CHECK YOUR UNDERSTANDING:
**1.** In the article on bacteria in the Chesapeake Bay, which fish population is the new disease depleting?
**2.** Using the article on bacteria in the Chesapeake Bay, explain what brought back the bay's fish populations in the early 1990s.
==== PASSAGE PROVIDED ====
NEW BACTERIA DEPLETING FISH POPULATION IN CHESAPEAKE BAY
A new species of bacteria is the cause of a disease that is depleting the striped bass population in the Chesapeake Bay, say researchers at the University of Maryland College of Veterinary Medicine. They report their findings in the February 2001 issue of the Journal of Clinical Microbiology. In the early 1980s the Chesapeake Bay suffered a collapse of some of its fish stocks including the striped bass. Restrictions on fishing activity improved the fish populations in the early 1990s, but by the end of the decade there was again a noticeable decline in the striped bass population. After closely monitoring the health of the striped bass population, officials discovered that many of the fish suffered from systemic mycobacteriosis.
"This was the first time that mycobacteriosis had been detected in the Chesapeake Bay and represents the first reported case of mycobacteriosis in wild fish on the Atlantic coast," say the researchers, who have isolated the bacterium responsible and suggest that it is a new species of mycobacterium, the family of bacteria that is also responsible for tuberculosis in humans.
==== DATASET ====
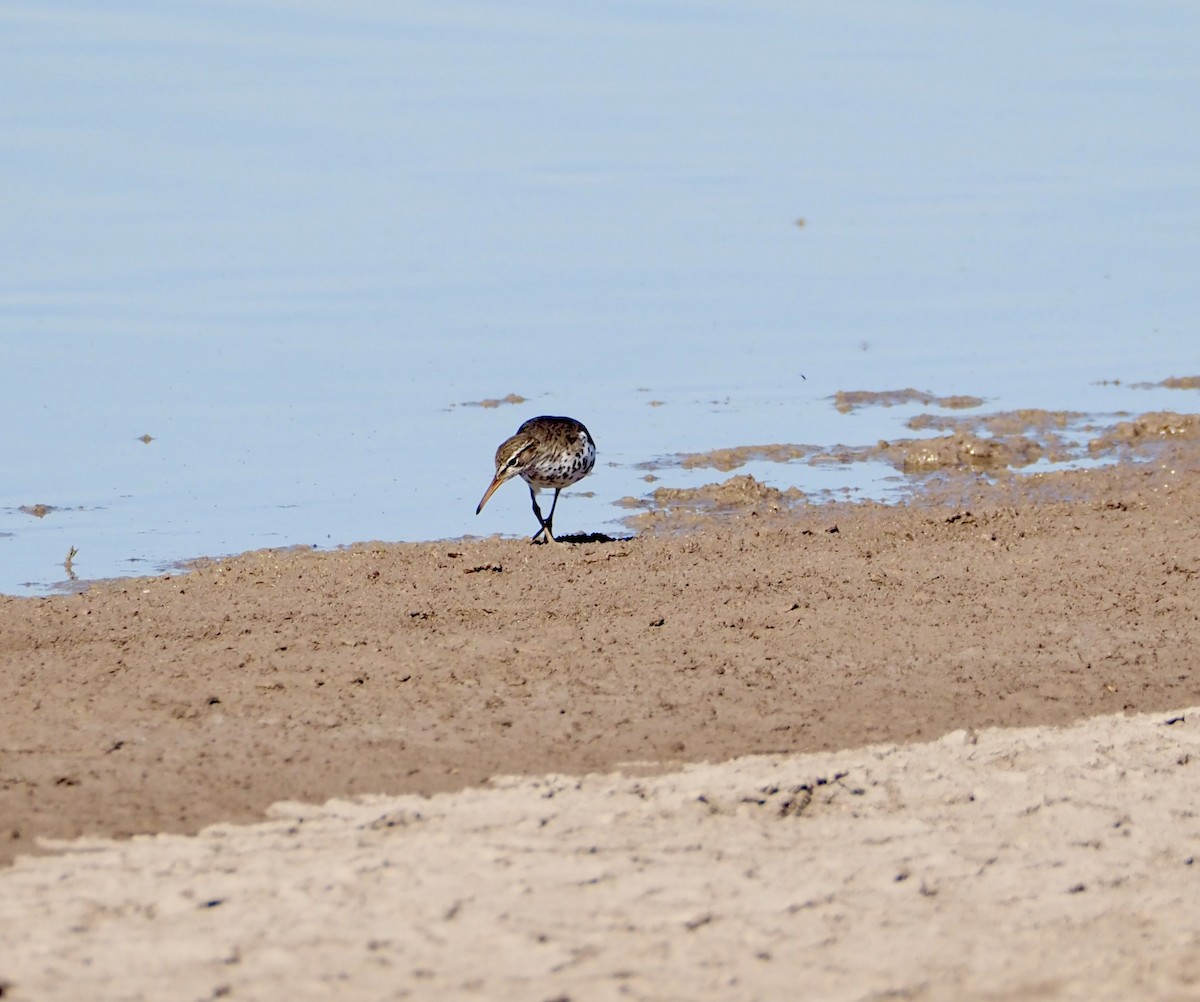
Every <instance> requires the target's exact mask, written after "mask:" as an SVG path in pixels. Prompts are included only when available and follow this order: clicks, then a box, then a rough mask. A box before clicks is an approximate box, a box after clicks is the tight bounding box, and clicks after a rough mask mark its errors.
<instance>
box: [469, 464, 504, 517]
mask: <svg viewBox="0 0 1200 1002" xmlns="http://www.w3.org/2000/svg"><path fill="white" fill-rule="evenodd" d="M503 482H504V480H502V479H500V475H499V474H496V476H494V478H492V482H491V484H490V485H488V487H487V490H486V491H484V499H482V500H481V502H480V503H479V508H476V509H475V514H476V515H479V512H480V511H482V510H484V505H485V504H487V499H488V498H490V497H491V496H492V494H494V493H496V488H497V487H499V486H500V485H502V484H503Z"/></svg>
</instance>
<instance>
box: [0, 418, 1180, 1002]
====
EXERCISE RESULTS:
**1.** The striped bass population.

**2.** Limits on fishing improved the fish populations in the early 1990s. This followed a collapse of some of the bay's fish stocks, including the striped bass, in the early 1980s.